Recorded data:
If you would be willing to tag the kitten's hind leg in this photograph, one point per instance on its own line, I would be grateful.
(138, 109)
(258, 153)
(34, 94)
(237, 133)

▸ YOUR TASK:
The response should be a verbatim transcription of the data.

▸ SOLUTION TO THIS TASK:
If you would be willing to tag the kitten's hind leg in this photograph, one point per instance on its own line, I would be grateful.
(138, 109)
(258, 153)
(34, 94)
(237, 133)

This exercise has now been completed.